**Given problem**
Please quote, word for word, everything from the line containing "task: outline the sunglass lens" down to the end of the data, including both of those ends.

**Dataset entries**
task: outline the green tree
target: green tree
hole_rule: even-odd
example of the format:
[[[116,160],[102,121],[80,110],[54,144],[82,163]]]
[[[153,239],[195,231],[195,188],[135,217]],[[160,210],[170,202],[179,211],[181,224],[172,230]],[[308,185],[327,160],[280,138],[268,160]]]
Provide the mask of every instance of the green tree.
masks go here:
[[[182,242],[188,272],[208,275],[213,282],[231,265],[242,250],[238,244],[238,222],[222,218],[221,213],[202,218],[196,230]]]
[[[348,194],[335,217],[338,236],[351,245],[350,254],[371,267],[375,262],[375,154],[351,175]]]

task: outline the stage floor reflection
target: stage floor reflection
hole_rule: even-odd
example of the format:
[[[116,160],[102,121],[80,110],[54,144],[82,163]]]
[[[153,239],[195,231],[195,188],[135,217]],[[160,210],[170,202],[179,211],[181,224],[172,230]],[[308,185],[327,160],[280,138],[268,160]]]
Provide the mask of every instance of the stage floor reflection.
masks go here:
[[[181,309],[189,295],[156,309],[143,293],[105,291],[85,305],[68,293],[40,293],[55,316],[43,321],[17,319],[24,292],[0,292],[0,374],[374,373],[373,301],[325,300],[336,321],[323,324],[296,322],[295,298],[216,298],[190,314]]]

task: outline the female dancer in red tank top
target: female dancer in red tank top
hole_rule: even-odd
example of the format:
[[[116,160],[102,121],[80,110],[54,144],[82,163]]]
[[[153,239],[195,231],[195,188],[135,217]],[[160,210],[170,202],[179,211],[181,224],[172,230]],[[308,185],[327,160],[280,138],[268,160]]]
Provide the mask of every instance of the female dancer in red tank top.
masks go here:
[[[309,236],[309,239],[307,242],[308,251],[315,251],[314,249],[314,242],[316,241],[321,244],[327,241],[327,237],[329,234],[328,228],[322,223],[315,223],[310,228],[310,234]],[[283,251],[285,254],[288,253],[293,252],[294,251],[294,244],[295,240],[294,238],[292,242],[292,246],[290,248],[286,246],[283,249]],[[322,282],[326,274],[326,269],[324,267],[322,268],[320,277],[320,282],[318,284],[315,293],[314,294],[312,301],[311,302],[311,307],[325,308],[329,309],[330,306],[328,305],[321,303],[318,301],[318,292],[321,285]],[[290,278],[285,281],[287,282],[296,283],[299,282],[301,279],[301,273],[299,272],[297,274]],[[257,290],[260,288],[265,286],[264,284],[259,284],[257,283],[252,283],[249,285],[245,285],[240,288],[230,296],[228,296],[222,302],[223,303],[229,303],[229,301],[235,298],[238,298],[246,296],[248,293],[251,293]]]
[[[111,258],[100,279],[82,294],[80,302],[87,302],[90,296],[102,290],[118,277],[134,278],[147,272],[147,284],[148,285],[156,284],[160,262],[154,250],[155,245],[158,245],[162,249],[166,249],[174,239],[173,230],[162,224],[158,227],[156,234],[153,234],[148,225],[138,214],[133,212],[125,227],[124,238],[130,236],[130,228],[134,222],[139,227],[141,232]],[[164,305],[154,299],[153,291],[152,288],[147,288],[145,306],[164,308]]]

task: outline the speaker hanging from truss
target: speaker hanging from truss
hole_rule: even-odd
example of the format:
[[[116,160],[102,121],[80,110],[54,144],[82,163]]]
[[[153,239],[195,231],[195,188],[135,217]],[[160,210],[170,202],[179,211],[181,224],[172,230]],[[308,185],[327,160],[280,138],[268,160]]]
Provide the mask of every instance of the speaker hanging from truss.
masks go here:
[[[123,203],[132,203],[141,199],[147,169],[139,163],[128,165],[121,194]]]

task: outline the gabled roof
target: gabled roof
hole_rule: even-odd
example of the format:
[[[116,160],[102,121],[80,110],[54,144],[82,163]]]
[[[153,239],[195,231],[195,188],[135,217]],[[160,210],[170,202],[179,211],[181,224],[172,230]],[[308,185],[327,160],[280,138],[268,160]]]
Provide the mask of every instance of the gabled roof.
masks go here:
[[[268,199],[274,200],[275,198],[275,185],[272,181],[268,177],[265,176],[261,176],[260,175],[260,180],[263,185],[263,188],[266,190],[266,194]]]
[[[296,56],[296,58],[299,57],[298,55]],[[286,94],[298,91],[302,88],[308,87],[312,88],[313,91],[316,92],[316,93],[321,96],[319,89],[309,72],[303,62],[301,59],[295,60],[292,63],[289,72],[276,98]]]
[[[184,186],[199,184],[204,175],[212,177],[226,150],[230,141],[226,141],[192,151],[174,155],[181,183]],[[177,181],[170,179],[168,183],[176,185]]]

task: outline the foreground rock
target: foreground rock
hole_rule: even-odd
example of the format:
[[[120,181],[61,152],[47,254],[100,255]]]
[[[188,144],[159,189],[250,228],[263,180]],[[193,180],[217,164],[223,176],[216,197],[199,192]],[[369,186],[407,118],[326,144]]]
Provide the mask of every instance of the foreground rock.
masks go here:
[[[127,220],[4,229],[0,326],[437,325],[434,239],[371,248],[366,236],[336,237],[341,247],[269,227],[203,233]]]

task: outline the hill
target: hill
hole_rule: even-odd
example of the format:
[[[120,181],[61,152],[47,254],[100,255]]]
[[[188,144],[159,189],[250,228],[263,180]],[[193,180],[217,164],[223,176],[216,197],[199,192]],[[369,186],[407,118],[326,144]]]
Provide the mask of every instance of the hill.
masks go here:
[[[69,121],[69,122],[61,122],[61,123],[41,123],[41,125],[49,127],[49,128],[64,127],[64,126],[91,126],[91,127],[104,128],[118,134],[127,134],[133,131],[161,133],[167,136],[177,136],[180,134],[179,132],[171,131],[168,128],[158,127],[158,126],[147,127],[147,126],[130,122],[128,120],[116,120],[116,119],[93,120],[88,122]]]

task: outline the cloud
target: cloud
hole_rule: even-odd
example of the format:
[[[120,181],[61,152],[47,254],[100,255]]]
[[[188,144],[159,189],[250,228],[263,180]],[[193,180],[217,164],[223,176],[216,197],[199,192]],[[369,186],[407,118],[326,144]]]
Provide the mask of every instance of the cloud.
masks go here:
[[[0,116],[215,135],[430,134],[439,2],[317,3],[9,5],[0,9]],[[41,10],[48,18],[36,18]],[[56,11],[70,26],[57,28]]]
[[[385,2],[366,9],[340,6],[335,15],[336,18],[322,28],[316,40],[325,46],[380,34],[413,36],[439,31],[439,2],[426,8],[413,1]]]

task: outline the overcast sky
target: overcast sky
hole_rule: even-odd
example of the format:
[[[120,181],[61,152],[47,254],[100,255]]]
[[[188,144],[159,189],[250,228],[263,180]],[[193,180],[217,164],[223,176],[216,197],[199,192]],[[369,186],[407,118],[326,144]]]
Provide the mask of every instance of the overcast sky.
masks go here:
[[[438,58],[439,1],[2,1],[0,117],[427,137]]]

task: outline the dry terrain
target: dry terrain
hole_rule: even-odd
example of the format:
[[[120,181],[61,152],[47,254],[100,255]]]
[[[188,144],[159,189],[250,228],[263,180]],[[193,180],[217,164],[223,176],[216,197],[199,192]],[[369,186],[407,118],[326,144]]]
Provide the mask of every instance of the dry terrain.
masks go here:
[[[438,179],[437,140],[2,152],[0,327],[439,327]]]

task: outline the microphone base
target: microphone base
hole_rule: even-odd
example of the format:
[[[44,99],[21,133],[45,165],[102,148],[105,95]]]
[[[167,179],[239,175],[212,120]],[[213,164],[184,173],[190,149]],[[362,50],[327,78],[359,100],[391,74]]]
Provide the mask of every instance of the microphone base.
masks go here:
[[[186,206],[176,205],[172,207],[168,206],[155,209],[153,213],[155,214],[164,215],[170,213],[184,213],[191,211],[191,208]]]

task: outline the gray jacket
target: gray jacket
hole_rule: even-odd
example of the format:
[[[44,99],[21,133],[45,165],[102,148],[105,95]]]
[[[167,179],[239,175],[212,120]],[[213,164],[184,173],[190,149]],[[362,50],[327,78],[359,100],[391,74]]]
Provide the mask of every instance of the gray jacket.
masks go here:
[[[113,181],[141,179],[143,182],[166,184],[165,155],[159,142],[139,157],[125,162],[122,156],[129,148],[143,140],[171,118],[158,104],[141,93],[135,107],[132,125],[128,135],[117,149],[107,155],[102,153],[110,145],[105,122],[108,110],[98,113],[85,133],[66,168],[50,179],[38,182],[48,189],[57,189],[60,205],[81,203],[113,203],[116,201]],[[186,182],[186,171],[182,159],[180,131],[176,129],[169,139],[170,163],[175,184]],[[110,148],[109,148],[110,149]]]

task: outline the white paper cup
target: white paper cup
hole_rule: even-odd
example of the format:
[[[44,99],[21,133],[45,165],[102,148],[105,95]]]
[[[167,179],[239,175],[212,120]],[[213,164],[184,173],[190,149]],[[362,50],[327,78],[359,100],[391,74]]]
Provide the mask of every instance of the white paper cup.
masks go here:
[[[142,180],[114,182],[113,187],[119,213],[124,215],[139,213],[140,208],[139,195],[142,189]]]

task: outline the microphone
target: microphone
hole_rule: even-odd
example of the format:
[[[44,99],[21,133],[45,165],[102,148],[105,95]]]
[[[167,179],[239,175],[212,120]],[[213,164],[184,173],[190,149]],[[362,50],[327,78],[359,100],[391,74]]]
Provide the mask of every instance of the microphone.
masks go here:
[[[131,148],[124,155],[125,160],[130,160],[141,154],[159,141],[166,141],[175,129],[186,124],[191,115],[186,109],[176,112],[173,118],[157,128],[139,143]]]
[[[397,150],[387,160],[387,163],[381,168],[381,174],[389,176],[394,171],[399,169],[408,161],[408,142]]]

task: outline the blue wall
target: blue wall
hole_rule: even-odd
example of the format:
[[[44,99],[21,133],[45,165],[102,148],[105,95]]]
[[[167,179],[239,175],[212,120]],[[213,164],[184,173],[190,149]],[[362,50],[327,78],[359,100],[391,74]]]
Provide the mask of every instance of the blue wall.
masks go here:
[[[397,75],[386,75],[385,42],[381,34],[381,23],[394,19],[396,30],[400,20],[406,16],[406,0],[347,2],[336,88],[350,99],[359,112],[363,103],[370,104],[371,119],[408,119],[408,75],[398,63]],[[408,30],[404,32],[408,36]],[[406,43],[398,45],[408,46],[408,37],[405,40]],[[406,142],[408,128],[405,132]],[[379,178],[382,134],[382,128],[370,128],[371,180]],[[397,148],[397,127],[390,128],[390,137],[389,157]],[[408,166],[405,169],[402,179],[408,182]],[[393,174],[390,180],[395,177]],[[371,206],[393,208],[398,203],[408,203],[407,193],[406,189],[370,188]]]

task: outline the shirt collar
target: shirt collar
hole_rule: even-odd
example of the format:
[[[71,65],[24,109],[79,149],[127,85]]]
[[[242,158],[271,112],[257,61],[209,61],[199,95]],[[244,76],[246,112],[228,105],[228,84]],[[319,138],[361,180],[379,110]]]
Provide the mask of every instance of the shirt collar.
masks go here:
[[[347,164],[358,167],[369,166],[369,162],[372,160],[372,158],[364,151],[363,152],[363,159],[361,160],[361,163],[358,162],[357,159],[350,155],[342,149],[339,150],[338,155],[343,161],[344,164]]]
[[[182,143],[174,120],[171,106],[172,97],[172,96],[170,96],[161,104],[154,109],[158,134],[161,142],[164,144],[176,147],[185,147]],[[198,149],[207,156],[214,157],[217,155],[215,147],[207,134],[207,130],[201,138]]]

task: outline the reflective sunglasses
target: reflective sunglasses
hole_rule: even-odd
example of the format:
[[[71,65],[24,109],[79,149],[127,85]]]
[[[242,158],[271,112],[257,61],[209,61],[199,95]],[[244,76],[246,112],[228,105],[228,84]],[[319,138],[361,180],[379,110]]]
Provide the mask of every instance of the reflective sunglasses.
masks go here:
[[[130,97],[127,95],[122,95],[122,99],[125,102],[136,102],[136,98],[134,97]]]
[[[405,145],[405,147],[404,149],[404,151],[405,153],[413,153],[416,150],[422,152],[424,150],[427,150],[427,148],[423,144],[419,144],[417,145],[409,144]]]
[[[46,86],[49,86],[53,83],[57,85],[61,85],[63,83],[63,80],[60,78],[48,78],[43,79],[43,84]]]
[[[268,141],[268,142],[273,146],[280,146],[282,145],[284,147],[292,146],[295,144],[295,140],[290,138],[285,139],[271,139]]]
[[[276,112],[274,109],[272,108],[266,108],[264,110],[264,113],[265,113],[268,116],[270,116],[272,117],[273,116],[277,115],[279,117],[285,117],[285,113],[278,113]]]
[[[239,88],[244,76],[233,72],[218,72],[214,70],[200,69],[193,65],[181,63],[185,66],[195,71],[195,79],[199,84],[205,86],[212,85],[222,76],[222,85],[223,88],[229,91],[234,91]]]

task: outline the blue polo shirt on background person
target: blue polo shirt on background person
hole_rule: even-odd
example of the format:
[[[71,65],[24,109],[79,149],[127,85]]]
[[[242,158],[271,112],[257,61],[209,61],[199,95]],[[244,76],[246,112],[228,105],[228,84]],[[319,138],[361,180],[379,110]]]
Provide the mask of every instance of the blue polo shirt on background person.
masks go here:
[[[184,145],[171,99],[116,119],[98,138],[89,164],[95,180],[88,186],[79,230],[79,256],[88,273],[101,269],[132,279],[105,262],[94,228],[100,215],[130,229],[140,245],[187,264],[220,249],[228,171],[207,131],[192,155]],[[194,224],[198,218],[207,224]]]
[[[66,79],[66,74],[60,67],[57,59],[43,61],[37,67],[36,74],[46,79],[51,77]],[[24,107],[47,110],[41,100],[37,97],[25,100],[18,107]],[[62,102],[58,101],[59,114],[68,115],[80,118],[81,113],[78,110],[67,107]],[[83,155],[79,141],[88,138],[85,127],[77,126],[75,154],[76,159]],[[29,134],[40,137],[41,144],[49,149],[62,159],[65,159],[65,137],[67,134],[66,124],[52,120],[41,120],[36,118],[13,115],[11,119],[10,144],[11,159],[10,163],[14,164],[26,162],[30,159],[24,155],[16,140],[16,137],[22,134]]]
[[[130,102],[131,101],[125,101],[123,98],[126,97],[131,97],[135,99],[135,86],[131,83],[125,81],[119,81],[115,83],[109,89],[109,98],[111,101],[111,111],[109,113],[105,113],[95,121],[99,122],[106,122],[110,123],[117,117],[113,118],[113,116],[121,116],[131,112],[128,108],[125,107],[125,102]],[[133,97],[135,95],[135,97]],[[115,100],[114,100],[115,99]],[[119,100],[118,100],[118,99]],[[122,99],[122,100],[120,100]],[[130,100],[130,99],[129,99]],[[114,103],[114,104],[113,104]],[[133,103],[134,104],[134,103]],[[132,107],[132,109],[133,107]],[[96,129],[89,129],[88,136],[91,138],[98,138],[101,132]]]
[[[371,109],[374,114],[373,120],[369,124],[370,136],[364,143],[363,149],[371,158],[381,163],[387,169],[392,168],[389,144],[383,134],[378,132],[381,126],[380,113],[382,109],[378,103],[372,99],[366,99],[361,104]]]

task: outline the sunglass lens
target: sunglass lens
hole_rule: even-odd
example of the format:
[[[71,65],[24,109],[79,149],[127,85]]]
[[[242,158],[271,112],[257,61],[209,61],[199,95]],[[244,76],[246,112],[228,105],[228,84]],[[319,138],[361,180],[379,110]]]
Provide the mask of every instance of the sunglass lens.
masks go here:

**Result**
task: outline the sunglass lens
target: sunglass lens
hole_rule: even-odd
example of the format:
[[[71,65],[24,109],[79,149],[127,85]]]
[[[242,158],[271,112],[257,61],[209,61],[199,95]],[[244,76],[246,112],[228,105],[228,84]],[[319,138],[361,180],[379,110]]]
Provide the mask of every instance of the sunglass lens.
masks go here:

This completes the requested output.